• Required tasks:
(A) Reproduce the passage of the Warren Sapp article from "In Tampa, where" up to and including "than Carnie Wilson.".
(B) Carry on the article about Warren Sapp and the Buccaneers, starting after its final sentence.

• Reading passage:
____________________
They wanted wretched excess, and really, who could blame them? As the Tampa Bay Buccaneers were driving for a garbage-time touchdown with two minutes left in their 41-14 trashing of the Minnesota Vikings on Sunday, the crowd at Raymond James Stadium clamored for another score. Seven more points would give the Bucs their highest single-game total in 14 years, tying a franchise record, and on second-and-goal from the Minnesota five, the fans filled the autumn air with an anticipatory roar.
Who could blame them? Warren Sapp, that's who. Sapp, the Buccaneers' All-Pro defensive tackle, incessant loudmouth and unquestioned pirate king, was chatting up teammates behind the Tampa Bay bench when backup quarterback Shaun King went to his knee after taking a snap from center, inspiring a chorus of boos. Sapp turned to the stands and waved his arms, screaming, "Come on—show some class!" Seconds later as King stood over center, prepared to take a knee again, the howls had dwindled to a murmur, and the message was loud and clear: In Warren Sapp's house you'd better mind your manners.
In Tampa, where the Bucs are waging a daily battle for their careers, the spotlight invariably falls on Sapp—illuminating his views, his standards and his unrelenting and imperious leadership style. Despite Sunday's dominant performance, the Buccaneers (3-3) have spent most of 2001 looking tense and skittish as they struggle to live up to amplified expectations that Sapp, their seventh-year standout, has helped inflate. When Sapp said before the season that unless Tampa Bay reached the Super Bowl, the team would be dismantled, it unsettled the locker room and increased speculation that coach Tony Dungy's job was in jeopardy. Now, in what has become an annual rite of fall, the Bucs have stumbled to a mediocre record as midseason approaches, and their margin for error is slimmer than Carnie Wilson.
As disruptive as Sapp often is to opposing quarterbacks, he can create as much havoc in his own locker room, according to several current and former teammates. A quick-witted chatterbox whose riffs are both clever and cutting, Sapp dresses down players on matters ranging from their on-field performance (as he did to several offensive linemen following the unit's miserable showing in a 17-10 loss to the Pittsburgh Steelers on Oct. 21) to details that are far more personal ("He'll talk about your mother, your newborn baby, your grandmother—he doesn't care," says St. Louis Rams defensive end Chidi Ahanotu, a former teammate). As a result, while Sapp has his share of internal support, the 6'2", 303-pounder has been involved in both verbal and physical skirmishes with those who challenge his authority.
____________________
• Given entries:
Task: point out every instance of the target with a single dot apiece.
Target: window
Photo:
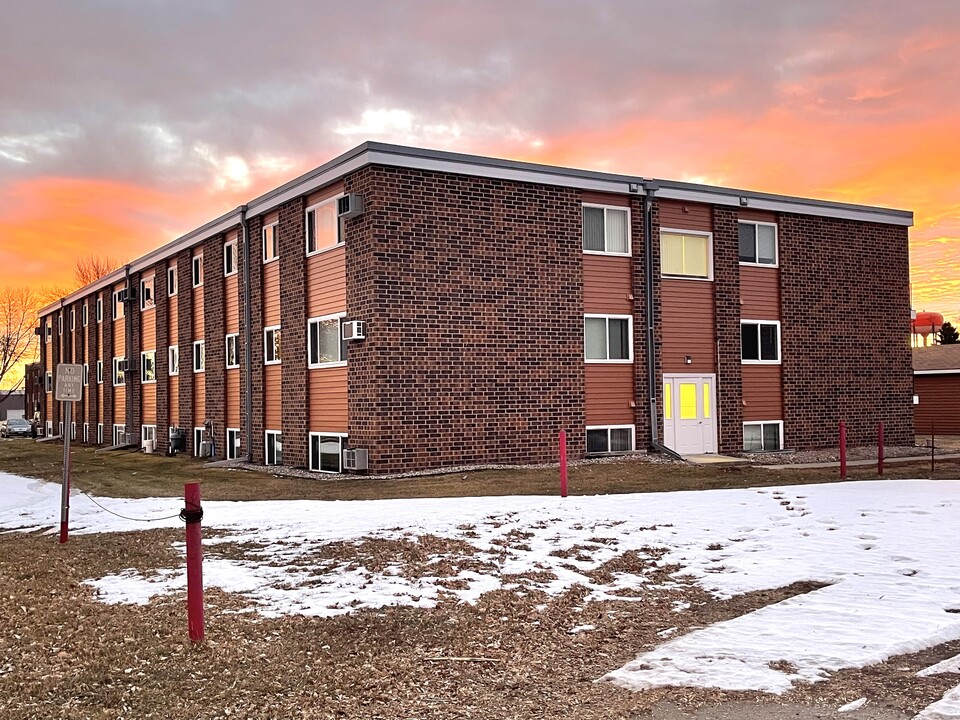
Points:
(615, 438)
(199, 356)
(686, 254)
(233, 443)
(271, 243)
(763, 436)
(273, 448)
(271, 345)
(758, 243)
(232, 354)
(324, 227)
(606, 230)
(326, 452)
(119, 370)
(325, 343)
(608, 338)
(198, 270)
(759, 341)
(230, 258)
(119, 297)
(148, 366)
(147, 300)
____________________
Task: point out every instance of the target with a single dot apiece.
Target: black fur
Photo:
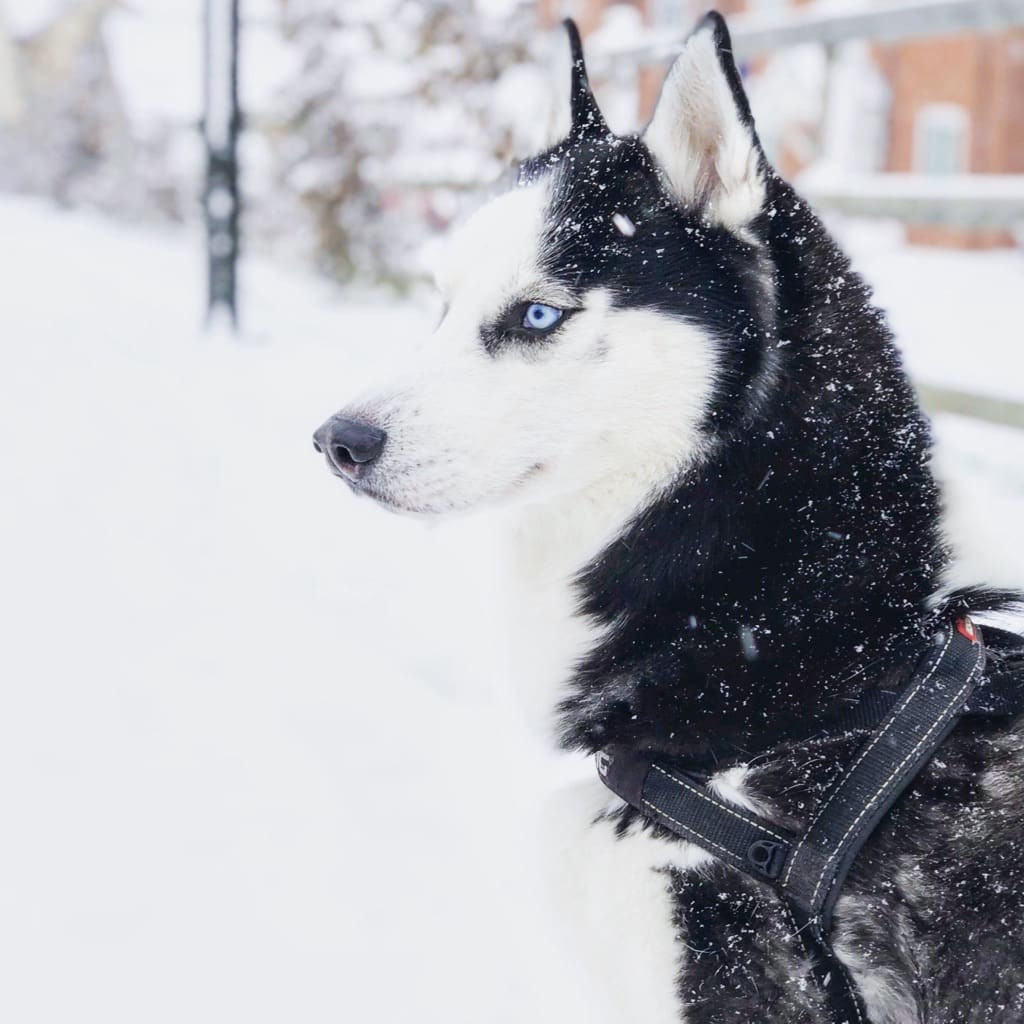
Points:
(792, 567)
____________________
• Answer list:
(A)
In Tampa, where the Bucs are waging a daily battle for their careers, the spotlight invariably falls on Sapp—illuminating his views, his standards and his unrelenting and imperious leadership style. Despite Sunday's dominant performance, the Buccaneers (3-3) have spent most of 2001 looking tense and skittish as they struggle to live up to amplified expectations that Sapp, their seventh-year standout, has helped inflate. When Sapp said before the season that unless Tampa Bay reached the Super Bowl, the team would be dismantled, it unsettled the locker room and increased speculation that coach Tony Dungy's job was in jeopardy. Now, in what has become an annual rite of fall, the Bucs have stumbled to a mediocre record as midseason approaches, and their margin for error is slimmer than Carnie Wilson.

(B)
"I deal with him because I have to, not because I want to," says wide receiver Keyshawn Johnson, Tampa Bay's other high-profile star. "I don't agree with everything he does, but he doesn't bother me. I like the way he plays, and I'm glad to go to war with him. If you can put up with everything else—and I can—he's a guy you want on your team."
Because Sapp, who turns 29 in December, has been so good for so long, the Bucs felt comfortable giving him a six-year, $36 million contract in March 1998 that, until Johnson came along, made him the franchise's highest-paid player. With the money, however, came increased stature in the locker room, a dicey proposition, given the way Sapp's penchant for drama clashes with Dungy's calm, cerebral coaching style. "Warren is a very bright guy, and he is theatrical," Tampa Bay general manager Rich McKay says. "He likes to shock you a little, but usually there's a bit of truth behind what he says. He is a demanding guy who practices and plays hard, and he holds all his teammates to that standard. Sometimes he can be overbearing, but I don't think that's a problem."
When Sapp and the rest of the Bucs play as they did against the Vikings (3-4), they look capable of overcoming any obstacle. Keyed by a dominant defensive effort and fullback Mike Alston's 129-yard, three-touchdown rushing day, Tampa Bay ended all suspense by halftime, at which point it led 28-0 and held a preposterous 20-0 edge in first downs. Still, as great as it felt to triumph in what several players had called a must-win game, the Bucs weren't deluding themselves. "All is right in the world—for one day, at least," said corner-back Ronde Barber. Noting that Tampa Bay's next game is against the 4-2 Packers in Green Bay, strong safety John Lynch added, "It certainly doesn't get any easier."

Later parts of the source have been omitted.